*WHAT YOU NEED TO DO*. Turn the lines below into a JSON list of strings, one string per line and no blank lines. Begin at the line that contains "Existence query: does the image contain any white satin" and stop after the final line of the records.

Data items
^^^^

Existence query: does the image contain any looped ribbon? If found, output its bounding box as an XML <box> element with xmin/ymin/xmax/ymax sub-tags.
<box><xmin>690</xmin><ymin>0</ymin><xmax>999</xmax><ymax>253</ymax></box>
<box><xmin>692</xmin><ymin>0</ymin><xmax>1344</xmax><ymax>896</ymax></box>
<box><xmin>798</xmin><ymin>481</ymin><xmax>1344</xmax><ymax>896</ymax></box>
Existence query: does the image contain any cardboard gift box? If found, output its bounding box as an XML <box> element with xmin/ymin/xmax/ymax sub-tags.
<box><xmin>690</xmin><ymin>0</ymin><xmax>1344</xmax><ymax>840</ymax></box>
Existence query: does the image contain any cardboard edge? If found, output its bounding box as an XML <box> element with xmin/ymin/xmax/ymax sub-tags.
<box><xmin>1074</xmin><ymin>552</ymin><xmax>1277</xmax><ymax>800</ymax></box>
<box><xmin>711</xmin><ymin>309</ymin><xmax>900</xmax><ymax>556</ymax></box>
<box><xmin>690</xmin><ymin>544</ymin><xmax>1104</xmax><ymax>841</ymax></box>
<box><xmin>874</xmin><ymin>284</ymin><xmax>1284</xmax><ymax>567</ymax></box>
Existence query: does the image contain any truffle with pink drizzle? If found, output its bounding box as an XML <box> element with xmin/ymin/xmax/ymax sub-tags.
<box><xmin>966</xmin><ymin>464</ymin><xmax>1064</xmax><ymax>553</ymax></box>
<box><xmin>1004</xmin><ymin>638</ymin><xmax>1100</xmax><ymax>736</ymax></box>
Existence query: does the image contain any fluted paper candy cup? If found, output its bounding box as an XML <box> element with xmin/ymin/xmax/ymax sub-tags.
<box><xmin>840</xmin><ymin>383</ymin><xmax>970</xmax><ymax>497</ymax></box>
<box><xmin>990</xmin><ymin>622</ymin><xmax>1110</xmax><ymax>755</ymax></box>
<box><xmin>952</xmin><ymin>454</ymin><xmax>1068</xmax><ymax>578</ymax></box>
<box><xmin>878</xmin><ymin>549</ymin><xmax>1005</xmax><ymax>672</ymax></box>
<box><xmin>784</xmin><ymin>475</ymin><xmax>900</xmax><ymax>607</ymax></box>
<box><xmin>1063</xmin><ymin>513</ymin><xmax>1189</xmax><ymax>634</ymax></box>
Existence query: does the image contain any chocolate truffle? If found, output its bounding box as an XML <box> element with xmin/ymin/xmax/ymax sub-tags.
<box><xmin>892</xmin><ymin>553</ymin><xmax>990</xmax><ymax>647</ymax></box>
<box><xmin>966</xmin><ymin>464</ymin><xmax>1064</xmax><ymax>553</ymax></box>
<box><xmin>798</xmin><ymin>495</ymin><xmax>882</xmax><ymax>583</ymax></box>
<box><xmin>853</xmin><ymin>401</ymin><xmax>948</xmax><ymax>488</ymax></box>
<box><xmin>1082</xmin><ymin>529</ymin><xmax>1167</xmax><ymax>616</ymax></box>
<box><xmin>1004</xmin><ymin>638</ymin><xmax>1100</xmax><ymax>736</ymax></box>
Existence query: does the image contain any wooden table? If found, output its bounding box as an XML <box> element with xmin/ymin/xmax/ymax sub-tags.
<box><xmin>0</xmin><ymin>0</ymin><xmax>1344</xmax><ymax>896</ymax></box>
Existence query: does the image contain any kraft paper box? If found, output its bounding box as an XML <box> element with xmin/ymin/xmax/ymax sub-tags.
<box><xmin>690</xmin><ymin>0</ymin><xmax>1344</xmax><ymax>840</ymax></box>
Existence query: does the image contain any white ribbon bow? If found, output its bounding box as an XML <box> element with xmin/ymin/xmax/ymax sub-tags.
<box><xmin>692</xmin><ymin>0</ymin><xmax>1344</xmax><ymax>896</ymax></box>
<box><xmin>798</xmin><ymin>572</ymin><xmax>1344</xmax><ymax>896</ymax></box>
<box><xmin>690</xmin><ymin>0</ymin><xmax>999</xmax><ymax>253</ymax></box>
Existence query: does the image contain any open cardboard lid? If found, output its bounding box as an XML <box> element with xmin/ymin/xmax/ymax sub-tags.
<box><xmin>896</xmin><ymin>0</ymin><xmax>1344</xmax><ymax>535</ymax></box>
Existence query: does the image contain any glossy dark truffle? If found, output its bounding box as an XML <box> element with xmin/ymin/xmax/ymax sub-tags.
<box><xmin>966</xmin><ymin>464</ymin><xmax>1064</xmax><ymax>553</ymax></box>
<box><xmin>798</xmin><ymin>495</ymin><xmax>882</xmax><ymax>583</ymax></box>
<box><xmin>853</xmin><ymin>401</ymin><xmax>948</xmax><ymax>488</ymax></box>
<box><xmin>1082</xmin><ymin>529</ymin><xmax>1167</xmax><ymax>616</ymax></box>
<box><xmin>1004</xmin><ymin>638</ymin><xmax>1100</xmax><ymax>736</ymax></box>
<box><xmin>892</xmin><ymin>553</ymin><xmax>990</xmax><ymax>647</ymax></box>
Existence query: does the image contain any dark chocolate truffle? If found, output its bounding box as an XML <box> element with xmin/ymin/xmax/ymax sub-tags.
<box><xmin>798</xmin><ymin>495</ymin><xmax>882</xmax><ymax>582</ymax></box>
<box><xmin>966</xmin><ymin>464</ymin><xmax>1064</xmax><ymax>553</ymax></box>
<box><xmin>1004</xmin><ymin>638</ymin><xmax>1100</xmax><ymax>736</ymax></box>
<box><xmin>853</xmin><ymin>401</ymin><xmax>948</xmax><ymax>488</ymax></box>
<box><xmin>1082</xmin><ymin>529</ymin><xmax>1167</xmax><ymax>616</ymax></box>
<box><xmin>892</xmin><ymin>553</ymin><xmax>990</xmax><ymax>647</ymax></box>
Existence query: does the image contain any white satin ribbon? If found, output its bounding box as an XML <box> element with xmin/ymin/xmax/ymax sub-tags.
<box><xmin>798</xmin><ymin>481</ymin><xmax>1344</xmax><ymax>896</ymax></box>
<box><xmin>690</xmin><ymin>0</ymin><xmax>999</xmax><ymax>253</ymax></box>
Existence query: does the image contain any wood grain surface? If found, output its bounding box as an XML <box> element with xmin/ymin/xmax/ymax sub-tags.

^^^^

*WRITTEN SOLUTION*.
[
  "Existence query: does the image contain any white satin ribbon? If found, output its bounding box as an XML <box> element with xmin/ymin/xmax/ymax sub-tags.",
  "<box><xmin>798</xmin><ymin>481</ymin><xmax>1344</xmax><ymax>896</ymax></box>",
  "<box><xmin>690</xmin><ymin>0</ymin><xmax>999</xmax><ymax>253</ymax></box>",
  "Existence query: does the image contain any wood grain surface? If found, output its bounding box as an XML <box> element with xmin/ymin/xmax/ymax sub-tags."
]